■ What to produce
Your copy should match the records below word for word and contain no pictures.

BEGIN Records supplied

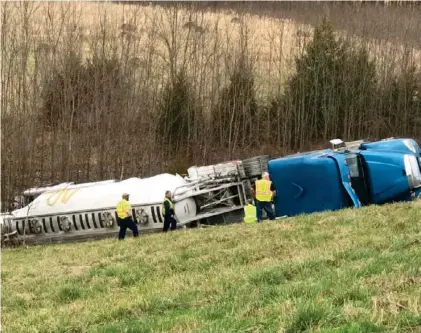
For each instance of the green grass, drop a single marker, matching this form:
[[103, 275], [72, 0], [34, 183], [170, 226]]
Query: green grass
[[345, 272]]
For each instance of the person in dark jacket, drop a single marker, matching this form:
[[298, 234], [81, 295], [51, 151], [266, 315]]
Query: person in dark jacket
[[168, 212]]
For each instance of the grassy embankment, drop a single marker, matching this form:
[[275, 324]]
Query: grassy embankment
[[350, 271]]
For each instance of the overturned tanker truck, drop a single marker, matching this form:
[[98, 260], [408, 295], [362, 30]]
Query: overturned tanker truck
[[351, 174], [70, 212]]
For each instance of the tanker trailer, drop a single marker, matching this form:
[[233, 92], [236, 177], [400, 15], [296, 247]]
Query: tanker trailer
[[70, 212]]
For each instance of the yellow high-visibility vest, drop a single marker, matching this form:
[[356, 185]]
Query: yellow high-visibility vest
[[250, 213], [122, 208], [263, 192], [163, 205]]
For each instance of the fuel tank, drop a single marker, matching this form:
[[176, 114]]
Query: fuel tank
[[69, 211]]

END Records supplied

■ Solution
For each instance of the green grass, drop a single marker, matching this form:
[[103, 275], [72, 0], [34, 183], [170, 226]]
Query: green grass
[[345, 272]]
For each instance of the person in dark jacket, drop a single marker, matching this form:
[[298, 234], [81, 295], [51, 151], [266, 315]]
Query: person in dark jacket
[[168, 212]]
For each instance of the grassy embankment, drop a single marker, matching this form:
[[275, 324]]
Query: grassy embankment
[[350, 271]]
For each instance of the overturned tanker truck, drop a single marker, matching this form:
[[98, 260], [408, 295], [362, 30]]
Query: overturned tanker truck
[[351, 174], [70, 212]]
For each instance of the tanker trailer, drop a single marker, matching this form:
[[233, 92], [236, 177], [400, 15], [296, 247]]
Query: tanker trailer
[[70, 212]]
For each instance of the yellow high-visibility vest, drop a single marker, matching this form:
[[356, 185]]
Query: yellow high-visibility vest
[[250, 213], [122, 208], [263, 192], [163, 205]]
For each instance of the fuel tank, drop a single marker, matching this form:
[[176, 114]]
Query: fuel tank
[[69, 211]]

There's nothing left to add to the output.